**Article**
#####

Ortiz didn’t see much playing time in his first month with the Timber Rattlers. But once manager Mike Goff began inserting him into the lineup, he proved a reliable producer not just of runs but of fun.

Even way back then, immersed in a world that was so new to him, Ortiz wasn’t afraid to let his personality shine.

“He was very loose,” recalls teammate Kevin Gryboski, who went on to play in the bigs and is now the head coach at Wilkes University. “From the clubhouse to the field. When guys were slumping, he kept them loose, too. He used to joke around with guys and be a prankster. That’s what made him stand out. He was bigger than everybody else, and he always wanted to be in the limelight, in the spotlight."

One day, Ortiz decided to man the wheel of the van that transported a group of Timber Rattlers players from the hotel to the ballpark.

“Everybody was like, ‘Holy [expletive], we’ve got a Dominican driver over here!” Ortiz recalls with another big laugh. “The good thing is I had my Dominican license at the time. But it was funny. Those were fun times, man.”

Winning times, too.

With Ortiz slashing .322/.390/.511, the Timber Rattlers had the highest run-scoring average in the Midwest League and advanced to the league’s championship series, where they lost to the West Michigan Whitecaps. Off the field, Ortiz met his wife, Tiffany, with whom he would spend the next 25 years (the couple announced a split in December 2021).

#####

Records drawn from a collection
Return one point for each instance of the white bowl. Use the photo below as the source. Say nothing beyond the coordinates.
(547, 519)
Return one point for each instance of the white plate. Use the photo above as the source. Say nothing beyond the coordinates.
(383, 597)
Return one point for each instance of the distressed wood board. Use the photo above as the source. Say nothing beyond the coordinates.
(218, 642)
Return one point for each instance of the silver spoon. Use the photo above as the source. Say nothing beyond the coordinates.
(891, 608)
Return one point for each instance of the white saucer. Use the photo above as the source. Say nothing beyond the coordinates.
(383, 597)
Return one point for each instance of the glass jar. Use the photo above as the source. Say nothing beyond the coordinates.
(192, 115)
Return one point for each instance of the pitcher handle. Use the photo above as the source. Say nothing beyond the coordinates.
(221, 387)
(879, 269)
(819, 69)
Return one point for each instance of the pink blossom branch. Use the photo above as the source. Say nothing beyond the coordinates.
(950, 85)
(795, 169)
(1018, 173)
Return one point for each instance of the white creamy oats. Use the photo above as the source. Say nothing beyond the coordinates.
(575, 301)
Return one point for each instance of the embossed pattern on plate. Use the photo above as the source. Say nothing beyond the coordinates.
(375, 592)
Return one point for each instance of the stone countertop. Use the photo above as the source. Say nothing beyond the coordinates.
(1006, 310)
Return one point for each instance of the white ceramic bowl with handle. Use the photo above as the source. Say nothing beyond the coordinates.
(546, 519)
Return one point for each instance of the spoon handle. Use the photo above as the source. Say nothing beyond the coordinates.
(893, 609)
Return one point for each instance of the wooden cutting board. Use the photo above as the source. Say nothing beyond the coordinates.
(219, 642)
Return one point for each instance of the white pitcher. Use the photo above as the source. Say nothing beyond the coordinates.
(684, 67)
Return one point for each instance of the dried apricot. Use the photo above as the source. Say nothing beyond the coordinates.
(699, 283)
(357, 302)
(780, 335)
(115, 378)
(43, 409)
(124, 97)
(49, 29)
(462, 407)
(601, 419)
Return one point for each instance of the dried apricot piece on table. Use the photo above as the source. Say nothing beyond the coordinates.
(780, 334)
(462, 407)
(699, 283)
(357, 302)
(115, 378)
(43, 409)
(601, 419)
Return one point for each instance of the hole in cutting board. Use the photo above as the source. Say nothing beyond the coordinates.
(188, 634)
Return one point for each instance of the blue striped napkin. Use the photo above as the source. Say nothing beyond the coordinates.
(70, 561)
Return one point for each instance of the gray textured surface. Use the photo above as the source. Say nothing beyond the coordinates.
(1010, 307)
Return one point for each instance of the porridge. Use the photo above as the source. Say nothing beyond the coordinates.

#####

**Tasks**
[1] Transcribe the stretch of the Ortiz passage from "Even way back" through "Winning times, too.".
[2] In the Ortiz passage, which team beat the Timber Rattlers in the Midwest League championship series?
[3] Write the next part of the Ortiz passage, picking up after its final sentence.
The listing has no connection to the Ortiz passage.

**Results of the tasks**
[1]
Even way back then, immersed in a world that was so new to him, Ortiz wasn’t afraid to let his personality shine.

“He was very loose,” recalls teammate Kevin Gryboski, who went on to play in the bigs and is now the head coach at Wilkes University. “From the clubhouse to the field. When guys were slumping, he kept them loose, too. He used to joke around with guys and be a prankster. That’s what made him stand out. He was bigger than everybody else, and he always wanted to be in the limelight, in the spotlight."

One day, Ortiz decided to man the wheel of the van that transported a group of Timber Rattlers players from the hotel to the ballpark.

“Everybody was like, ‘Holy [expletive], we’ve got a Dominican driver over here!” Ortiz recalls with another big laugh. “The good thing is I had my Dominican license at the time. But it was funny. Those were fun times, man.”

Winning times, too.

[2] The West Michigan Whitecaps.

[3]
But when those who witnessed Ortiz in Wisconsin think back to that time, what they invariably remember most was not an actual game or a homer that counted. They remember an impromptu exhibition that would showcase Ortiz’s flair for the dramatic.

Two waves of summer storms had passed through Appleton, Wis., on Monday, July 29, 1996, and Timber Rattlers general manager Mike Birling and Mariners skipper Lou Piniella were walking together in the outfield grass to survey the resulting scene.

Birling’s hopes and plans hung in the balance in this moment. It had taken a lot of pleading and scheduling serendipity to get Piniella’s club to make this trek to tiny Appleton -- about 100 miles north of Milwaukee -- on an off day prior to a road series against the Brewers. Asking a big leaguer to sacrifice an off-day is like asking a juggler to sacrifice an arm.

But thanks to some coaxing from Alex Rodriguez, who had enjoyed his time in Appleton a couple years earlier, the Mariners had agreed to play an exhibition game against their Single-A squad as a showcase of Fox Cities Stadium, which had opened the previous season.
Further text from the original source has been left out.